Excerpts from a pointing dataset
/---

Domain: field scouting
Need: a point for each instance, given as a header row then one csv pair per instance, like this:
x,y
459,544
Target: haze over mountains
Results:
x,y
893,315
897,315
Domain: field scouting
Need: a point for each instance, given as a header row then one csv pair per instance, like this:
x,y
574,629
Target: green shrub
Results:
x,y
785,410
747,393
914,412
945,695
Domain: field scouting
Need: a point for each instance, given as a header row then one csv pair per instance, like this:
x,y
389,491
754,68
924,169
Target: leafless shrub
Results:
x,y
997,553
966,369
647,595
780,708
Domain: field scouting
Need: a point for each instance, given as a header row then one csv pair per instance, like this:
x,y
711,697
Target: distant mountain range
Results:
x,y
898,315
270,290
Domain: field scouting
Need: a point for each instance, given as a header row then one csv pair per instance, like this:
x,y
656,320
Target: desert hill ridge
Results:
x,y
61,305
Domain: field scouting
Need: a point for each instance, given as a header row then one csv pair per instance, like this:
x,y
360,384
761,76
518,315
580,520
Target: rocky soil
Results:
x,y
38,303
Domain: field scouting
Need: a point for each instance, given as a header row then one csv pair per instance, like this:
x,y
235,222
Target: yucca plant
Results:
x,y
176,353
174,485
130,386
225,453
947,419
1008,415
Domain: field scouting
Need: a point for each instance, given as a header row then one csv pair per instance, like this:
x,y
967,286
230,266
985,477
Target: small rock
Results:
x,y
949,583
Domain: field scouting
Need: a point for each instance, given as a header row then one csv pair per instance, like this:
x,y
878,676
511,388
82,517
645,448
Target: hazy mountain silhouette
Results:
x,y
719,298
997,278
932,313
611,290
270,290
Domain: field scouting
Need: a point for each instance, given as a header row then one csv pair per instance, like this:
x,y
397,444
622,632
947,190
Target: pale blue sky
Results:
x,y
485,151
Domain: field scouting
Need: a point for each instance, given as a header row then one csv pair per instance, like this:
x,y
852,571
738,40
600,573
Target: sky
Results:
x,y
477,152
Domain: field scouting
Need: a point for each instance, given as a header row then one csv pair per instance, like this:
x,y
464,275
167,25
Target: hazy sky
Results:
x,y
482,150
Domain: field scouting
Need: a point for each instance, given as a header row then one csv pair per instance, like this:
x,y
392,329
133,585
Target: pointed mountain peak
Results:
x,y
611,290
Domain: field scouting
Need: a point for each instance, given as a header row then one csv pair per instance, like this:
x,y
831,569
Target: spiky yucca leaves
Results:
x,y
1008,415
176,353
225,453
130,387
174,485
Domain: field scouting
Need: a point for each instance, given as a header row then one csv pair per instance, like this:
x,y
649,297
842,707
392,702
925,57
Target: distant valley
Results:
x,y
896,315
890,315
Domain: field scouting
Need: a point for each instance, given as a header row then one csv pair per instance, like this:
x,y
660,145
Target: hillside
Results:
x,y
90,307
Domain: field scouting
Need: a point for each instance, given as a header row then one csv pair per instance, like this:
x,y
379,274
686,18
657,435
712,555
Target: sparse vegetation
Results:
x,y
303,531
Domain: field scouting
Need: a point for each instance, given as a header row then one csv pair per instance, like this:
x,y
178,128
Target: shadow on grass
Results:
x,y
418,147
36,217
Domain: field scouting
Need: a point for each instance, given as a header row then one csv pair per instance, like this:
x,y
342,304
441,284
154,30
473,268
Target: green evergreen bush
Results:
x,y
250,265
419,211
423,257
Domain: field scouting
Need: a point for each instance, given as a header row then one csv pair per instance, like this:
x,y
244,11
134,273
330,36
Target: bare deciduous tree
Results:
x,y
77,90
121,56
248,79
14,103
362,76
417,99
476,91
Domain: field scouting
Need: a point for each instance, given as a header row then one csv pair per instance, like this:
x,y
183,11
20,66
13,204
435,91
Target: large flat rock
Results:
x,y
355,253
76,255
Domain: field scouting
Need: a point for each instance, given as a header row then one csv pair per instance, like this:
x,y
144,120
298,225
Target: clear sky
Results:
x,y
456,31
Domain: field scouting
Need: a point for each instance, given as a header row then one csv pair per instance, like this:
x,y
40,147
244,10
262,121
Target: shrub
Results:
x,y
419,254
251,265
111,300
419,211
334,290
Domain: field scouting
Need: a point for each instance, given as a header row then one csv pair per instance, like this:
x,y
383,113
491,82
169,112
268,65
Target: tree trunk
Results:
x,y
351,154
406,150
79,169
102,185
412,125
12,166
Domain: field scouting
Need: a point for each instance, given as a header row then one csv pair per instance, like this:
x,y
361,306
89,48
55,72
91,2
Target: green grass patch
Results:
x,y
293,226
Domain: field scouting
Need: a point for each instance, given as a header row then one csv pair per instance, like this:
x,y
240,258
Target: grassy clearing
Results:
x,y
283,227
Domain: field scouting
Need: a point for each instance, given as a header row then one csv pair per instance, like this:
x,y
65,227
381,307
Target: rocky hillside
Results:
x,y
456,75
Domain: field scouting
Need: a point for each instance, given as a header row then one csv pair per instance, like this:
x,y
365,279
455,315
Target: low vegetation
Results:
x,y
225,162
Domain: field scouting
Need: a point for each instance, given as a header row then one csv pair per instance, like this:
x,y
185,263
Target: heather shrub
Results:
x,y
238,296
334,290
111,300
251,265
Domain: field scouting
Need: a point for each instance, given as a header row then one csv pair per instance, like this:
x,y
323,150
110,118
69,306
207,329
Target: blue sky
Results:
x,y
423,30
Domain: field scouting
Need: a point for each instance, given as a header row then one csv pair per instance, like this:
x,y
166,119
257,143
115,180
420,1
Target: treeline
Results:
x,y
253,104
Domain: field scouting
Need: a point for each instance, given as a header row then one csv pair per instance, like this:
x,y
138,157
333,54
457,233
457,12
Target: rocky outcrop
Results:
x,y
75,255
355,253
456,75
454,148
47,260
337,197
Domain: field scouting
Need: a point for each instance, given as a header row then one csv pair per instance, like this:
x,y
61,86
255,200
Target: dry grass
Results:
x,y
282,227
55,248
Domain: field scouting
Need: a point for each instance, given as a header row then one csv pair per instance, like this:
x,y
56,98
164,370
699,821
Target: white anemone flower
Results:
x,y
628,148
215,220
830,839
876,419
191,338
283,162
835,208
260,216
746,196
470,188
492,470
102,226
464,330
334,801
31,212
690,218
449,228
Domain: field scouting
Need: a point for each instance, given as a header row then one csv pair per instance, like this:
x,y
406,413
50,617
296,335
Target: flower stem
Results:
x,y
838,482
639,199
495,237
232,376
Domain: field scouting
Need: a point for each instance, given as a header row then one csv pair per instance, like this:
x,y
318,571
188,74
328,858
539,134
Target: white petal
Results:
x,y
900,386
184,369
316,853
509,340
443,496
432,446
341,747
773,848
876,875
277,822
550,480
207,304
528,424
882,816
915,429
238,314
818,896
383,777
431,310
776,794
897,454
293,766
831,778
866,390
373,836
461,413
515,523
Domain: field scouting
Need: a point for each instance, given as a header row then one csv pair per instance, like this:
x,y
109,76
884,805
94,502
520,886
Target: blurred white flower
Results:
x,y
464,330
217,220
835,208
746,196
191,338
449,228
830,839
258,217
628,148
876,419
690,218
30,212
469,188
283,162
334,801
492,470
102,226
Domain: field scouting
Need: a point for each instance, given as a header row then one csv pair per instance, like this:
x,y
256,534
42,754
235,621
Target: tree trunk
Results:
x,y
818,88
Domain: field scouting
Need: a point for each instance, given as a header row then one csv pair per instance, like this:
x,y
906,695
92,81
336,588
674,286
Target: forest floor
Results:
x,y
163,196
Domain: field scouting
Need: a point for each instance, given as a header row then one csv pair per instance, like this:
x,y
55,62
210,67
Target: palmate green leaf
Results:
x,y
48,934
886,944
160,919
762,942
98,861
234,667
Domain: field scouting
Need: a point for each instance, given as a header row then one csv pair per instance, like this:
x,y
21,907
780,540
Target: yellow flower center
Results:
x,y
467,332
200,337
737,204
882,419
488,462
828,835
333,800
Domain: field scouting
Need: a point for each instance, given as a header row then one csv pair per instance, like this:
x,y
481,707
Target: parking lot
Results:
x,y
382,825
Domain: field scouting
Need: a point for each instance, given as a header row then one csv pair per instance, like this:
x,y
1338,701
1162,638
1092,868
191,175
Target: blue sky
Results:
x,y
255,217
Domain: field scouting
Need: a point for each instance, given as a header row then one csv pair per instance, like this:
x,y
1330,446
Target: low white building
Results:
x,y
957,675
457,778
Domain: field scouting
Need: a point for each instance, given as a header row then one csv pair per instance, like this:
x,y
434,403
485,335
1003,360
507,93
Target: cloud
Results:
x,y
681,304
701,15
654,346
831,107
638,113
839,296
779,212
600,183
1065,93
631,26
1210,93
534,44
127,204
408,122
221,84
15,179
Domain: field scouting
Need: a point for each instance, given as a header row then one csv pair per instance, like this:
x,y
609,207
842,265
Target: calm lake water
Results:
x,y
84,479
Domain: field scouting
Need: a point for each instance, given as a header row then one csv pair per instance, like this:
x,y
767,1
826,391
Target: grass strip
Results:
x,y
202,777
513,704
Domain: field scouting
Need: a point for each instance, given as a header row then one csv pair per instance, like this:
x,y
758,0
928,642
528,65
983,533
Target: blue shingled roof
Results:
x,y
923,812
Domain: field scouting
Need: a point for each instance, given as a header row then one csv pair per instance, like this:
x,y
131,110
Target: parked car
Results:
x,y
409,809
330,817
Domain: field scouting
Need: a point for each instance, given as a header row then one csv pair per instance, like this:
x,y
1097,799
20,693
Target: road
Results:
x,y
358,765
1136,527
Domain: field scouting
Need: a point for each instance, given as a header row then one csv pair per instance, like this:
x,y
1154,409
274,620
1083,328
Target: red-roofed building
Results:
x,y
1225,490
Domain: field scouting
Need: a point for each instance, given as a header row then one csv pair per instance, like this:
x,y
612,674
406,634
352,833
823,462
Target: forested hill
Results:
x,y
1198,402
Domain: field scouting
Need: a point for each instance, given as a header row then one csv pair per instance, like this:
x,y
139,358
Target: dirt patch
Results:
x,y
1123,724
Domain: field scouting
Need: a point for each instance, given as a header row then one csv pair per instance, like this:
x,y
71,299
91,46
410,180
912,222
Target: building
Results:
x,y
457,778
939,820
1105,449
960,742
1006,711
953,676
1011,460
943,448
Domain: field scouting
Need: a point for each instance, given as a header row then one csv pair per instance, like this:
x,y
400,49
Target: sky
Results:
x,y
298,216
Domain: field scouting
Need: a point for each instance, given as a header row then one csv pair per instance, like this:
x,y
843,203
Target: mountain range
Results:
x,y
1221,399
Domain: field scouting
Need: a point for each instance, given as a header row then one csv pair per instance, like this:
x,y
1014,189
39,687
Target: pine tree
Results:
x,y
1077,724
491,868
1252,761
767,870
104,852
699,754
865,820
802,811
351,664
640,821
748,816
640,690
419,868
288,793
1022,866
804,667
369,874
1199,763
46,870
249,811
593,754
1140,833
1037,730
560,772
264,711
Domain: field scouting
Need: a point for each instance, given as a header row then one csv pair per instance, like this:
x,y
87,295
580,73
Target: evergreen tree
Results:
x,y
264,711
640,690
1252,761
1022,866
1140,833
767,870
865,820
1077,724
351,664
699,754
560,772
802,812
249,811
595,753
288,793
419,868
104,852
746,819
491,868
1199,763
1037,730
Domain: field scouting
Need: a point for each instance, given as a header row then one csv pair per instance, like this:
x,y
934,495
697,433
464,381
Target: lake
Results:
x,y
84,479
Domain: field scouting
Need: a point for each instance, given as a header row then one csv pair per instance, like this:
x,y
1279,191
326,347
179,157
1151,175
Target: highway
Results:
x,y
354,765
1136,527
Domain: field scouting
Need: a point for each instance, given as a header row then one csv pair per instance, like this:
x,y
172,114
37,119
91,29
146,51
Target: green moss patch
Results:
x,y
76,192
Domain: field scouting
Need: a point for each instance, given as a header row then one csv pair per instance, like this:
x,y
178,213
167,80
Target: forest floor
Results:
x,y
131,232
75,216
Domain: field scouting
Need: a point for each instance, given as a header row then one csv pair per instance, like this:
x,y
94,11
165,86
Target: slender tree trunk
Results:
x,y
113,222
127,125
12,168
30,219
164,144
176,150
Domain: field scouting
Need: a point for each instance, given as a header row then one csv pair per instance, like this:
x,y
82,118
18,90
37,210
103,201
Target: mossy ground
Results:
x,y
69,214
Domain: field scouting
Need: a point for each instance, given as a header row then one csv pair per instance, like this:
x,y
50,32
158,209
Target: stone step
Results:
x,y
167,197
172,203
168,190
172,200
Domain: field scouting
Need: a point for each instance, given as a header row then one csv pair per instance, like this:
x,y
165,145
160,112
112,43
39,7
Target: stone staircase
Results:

\---

Given problem:
Return every line of the records above that contains the word "building", matching case exactly.

Problem solution:
Target: low white building
Target: red-roofed building
Target: building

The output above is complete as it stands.